§ WORK INSTRUCTIONS: Across all the records below, how many lines contain "gray"? Respond with only the number.
BEGIN
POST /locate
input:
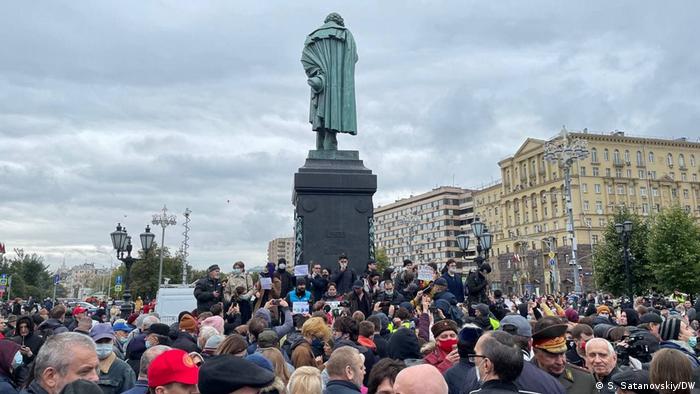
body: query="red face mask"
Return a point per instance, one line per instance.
(447, 344)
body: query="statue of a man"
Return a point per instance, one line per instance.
(329, 58)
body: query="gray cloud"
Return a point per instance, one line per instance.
(110, 110)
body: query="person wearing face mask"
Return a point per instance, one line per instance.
(677, 334)
(309, 350)
(455, 285)
(287, 280)
(498, 362)
(318, 282)
(237, 281)
(445, 354)
(10, 360)
(115, 375)
(345, 277)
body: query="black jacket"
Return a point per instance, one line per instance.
(204, 293)
(477, 287)
(341, 387)
(497, 387)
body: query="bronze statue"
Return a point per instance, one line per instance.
(329, 58)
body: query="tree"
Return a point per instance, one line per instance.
(608, 258)
(674, 250)
(382, 260)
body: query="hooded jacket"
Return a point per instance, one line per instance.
(32, 340)
(8, 349)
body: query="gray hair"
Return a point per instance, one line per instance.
(148, 321)
(57, 352)
(148, 356)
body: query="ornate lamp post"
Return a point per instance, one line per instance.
(565, 151)
(121, 241)
(624, 231)
(163, 220)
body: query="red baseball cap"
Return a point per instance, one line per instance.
(173, 366)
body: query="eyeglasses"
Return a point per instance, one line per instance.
(472, 357)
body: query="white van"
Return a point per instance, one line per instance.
(173, 300)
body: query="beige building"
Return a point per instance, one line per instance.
(529, 219)
(423, 228)
(281, 248)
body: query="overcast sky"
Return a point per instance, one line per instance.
(109, 110)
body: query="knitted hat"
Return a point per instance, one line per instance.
(571, 315)
(188, 323)
(442, 326)
(670, 329)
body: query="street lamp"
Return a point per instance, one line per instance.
(163, 220)
(565, 151)
(121, 242)
(624, 231)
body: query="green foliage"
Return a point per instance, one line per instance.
(608, 258)
(674, 249)
(382, 260)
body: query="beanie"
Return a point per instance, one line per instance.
(670, 329)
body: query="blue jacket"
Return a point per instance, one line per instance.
(455, 286)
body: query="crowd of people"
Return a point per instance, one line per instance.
(336, 331)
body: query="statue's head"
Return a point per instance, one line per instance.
(335, 17)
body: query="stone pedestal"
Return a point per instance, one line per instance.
(334, 210)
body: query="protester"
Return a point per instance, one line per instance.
(10, 360)
(420, 379)
(141, 385)
(346, 371)
(305, 380)
(62, 359)
(115, 375)
(345, 278)
(173, 372)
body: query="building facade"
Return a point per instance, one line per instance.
(423, 228)
(281, 248)
(532, 247)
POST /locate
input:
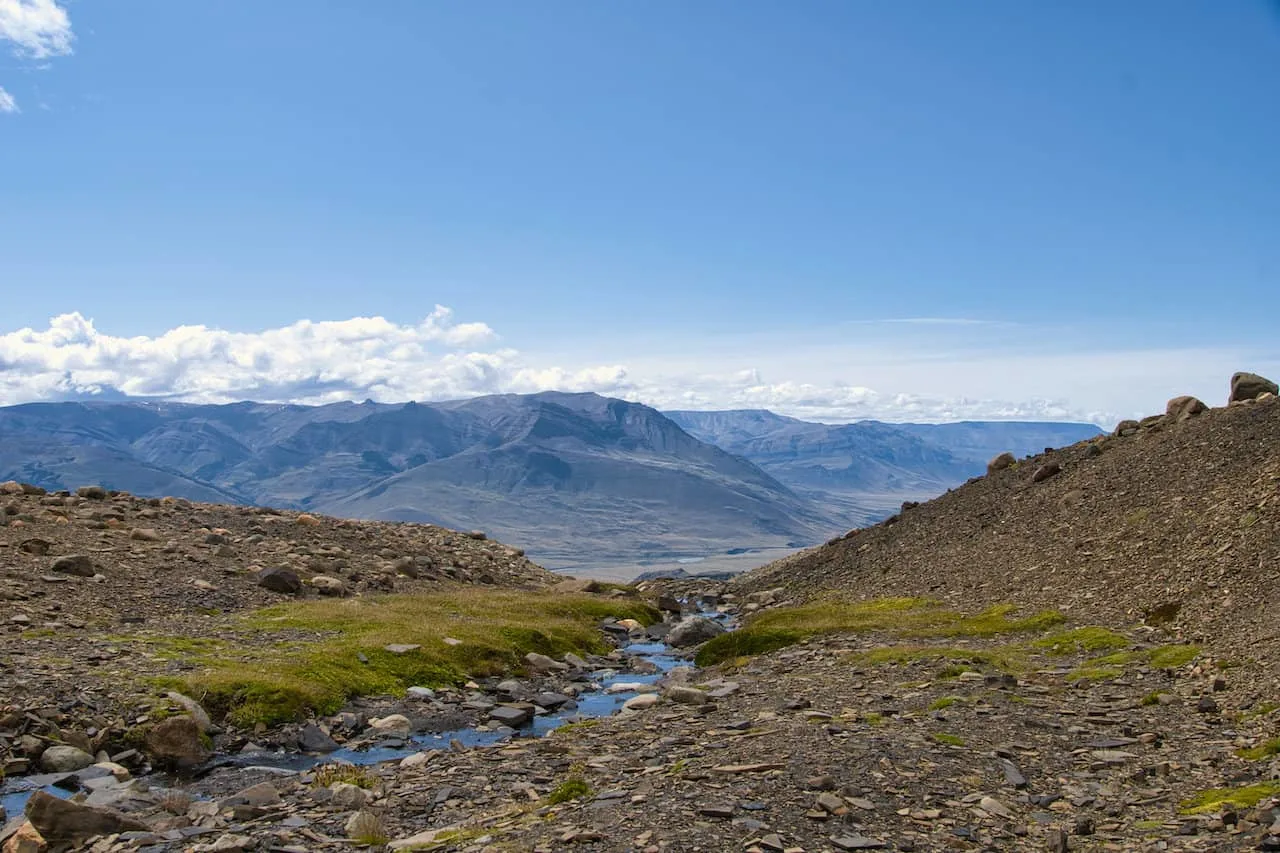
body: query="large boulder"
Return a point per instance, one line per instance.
(1183, 407)
(76, 564)
(694, 630)
(1248, 386)
(178, 743)
(62, 821)
(280, 580)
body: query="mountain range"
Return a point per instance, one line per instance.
(574, 478)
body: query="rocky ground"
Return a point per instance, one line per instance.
(840, 743)
(1141, 715)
END
§ EXPECTED OUTPUT: 2